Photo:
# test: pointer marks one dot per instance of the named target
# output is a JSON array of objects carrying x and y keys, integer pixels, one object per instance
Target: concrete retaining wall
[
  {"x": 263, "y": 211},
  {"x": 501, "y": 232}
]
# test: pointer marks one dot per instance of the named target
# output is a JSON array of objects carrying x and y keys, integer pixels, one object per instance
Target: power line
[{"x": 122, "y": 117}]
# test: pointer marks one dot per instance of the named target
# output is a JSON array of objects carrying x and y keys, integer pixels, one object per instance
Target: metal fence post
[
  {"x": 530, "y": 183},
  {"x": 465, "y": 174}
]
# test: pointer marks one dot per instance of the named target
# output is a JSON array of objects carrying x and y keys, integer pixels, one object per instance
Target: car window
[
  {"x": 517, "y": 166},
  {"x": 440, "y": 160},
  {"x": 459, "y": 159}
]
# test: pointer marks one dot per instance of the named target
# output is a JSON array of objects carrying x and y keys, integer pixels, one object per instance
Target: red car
=-=-=
## Task description
Every record shown above should appear again in your answer, unchanged.

## Written reply
Photo:
# test: pointer marks one dot per instance of the named target
# output is a JSON array of objects carrying x and y keys, integer pixels, one object per instance
Target: concrete retaining wall
[
  {"x": 263, "y": 211},
  {"x": 501, "y": 232}
]
# test: pointer marks one dot per instance of the named target
# output is a JSON array of objects carrying x and y keys, integer pixels, one object per instance
Target: power line
[{"x": 122, "y": 117}]
# test: pointer marks one dot per instance of the named target
# output is a JSON array of objects carrying x and y keys, integer pixels, one object per instance
Target: metal fence post
[
  {"x": 530, "y": 183},
  {"x": 465, "y": 174}
]
# test: pointer marks one dot per instance of the named target
# output is a JSON array of objects carrying x and y keys, integer pixels, one object per instance
Target: car window
[
  {"x": 517, "y": 166},
  {"x": 440, "y": 160},
  {"x": 459, "y": 159}
]
# test: pointer marks one dot per instance of the named target
# output is a JSON array of objects carrying x and y keys, integer pixels, one object per instance
Target: red car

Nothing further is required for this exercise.